§ Document passage:
As a major cause of mortality in suckling piglets, PED contributes to extensive annual economic damage to the swine industry, making the control of the causative agent, PEDV, vital (Scott et al., 2016). The genome of PEDV contains many genes that act to subvert host innate immunity (Yang et al., 2018). Moreover, upon virus infection, the host must have a quick response to the invading virus to avoid infection and prevent viral transmission to nearby cells. By better understanding the host responses important for the control of viruses such as PEDV, it may be possible to better design therapies aimed at PEDV control. In this study, we revealed a role for the tumor suppressor protein p53 as a regulator of PEDV infection, with multiple experiments highlighting the contribution of this gene to viral control.

Through the use of p53 knock-out HEK293 cells, we found that p53 knock-out HEK293 cells are highly susceptible to PEDV infection, indicating that p53 is a vital regulator of PEDV replication. Moreover, overexpression of p53 or use of a p53 specific activator effectively suppressed PEDV replication and dissemination in HEK293 cells, clearly showing that p53 activation is important for the inhibition of PEDV replication.

Previous studies have suggested links between p53 and the IFN antiviral signaling system (Takaoka et al., 2003). p53 can help perpetuate IFN signaling via ISG-dependent positive feedback loops that contribute to robust antiviral immunity (Miciak and Bunz, 2016). Our present study demonstrates that p53 contributes to the activation of ISREs and ISG expression during PEDV infection. Moreover, we found that p53 increased both IFN signaling and secretion during PEDV infection, further perpetuating an effective antiviral state in HEK293 cells. Together, these findings suggest a clear link between p53 and IFN signaling during PEDV infection, with this gene modulating IFN-dependent defense mechanisms.

§ Source information:
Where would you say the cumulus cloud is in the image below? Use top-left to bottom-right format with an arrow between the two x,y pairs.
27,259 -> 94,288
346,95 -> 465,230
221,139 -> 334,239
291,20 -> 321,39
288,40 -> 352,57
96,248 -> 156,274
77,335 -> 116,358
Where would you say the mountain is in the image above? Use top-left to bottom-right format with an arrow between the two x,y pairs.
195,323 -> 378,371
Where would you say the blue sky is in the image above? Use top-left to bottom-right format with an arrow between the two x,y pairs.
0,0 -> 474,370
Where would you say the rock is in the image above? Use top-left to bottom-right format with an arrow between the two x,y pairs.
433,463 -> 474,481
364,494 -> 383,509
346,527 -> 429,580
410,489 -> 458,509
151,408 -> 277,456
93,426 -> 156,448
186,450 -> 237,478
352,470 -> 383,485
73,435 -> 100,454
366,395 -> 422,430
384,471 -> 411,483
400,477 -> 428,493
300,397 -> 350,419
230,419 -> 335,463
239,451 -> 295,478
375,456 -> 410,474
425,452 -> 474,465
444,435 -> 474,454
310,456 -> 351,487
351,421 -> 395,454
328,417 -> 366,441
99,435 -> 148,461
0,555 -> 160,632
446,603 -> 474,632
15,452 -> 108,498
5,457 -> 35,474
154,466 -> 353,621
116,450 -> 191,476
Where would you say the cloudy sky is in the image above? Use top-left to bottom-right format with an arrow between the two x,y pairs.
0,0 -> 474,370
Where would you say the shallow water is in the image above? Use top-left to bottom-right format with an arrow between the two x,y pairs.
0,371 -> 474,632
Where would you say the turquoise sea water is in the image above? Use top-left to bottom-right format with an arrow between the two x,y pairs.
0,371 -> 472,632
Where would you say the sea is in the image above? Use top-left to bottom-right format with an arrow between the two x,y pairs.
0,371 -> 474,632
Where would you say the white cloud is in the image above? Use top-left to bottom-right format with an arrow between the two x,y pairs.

§ What the task requires: According to the PEDV passage, how did p53 knock-out HEK293 cells respond to PEDV infection? Answer using only the PEDV passage.

§ Final answer: They were highly susceptible to PEDV infection.